YOUR INSTRUCTIONS: Within these entries, which lines include the string "roof"? Copy each one.

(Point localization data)
# # # # # # #

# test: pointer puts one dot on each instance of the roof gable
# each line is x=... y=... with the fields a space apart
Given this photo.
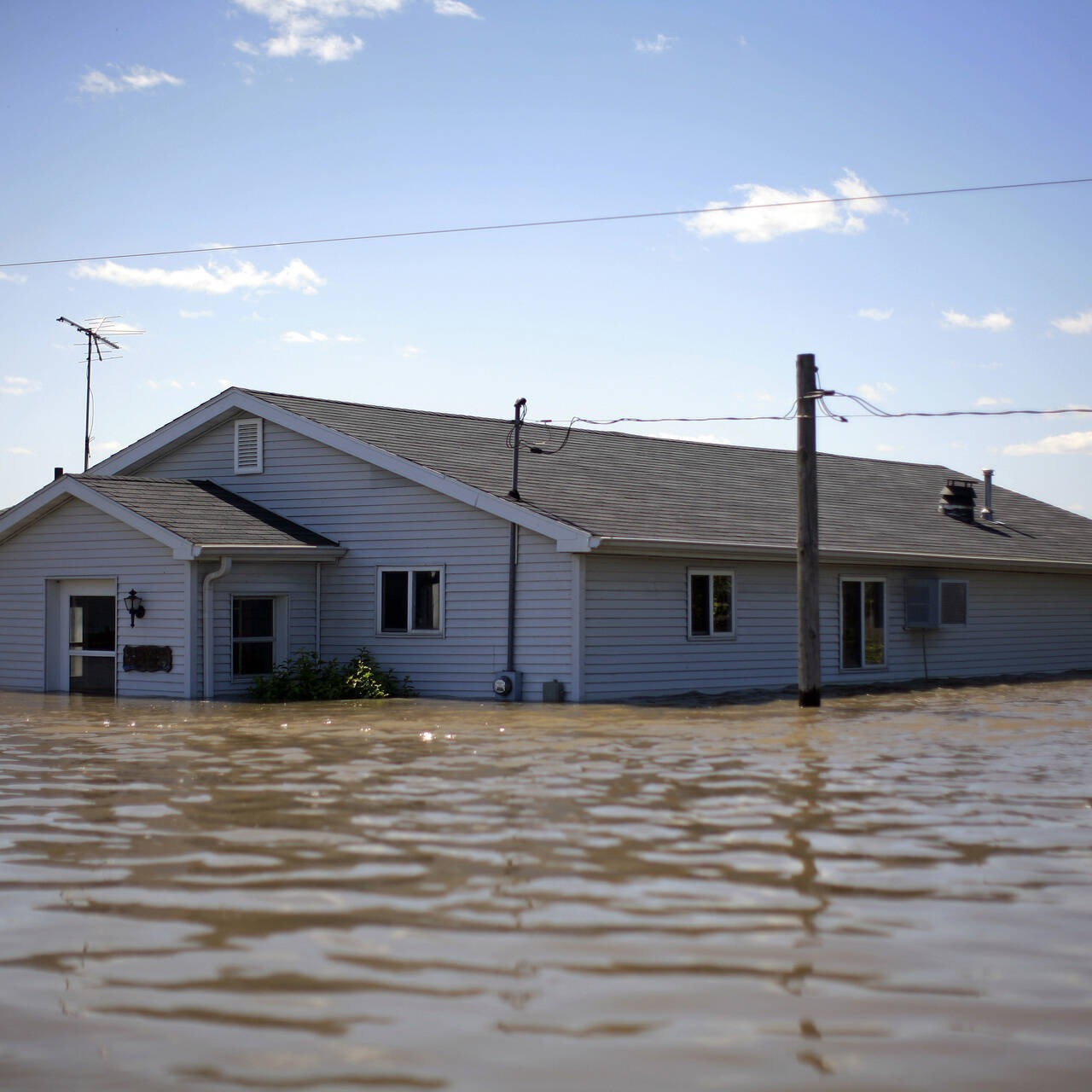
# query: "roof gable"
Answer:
x=192 y=519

# # # # # # #

WRITTEN RESPONSE:
# test: pointer puts one dot on each instance of the roof gable
# query: "roof gable"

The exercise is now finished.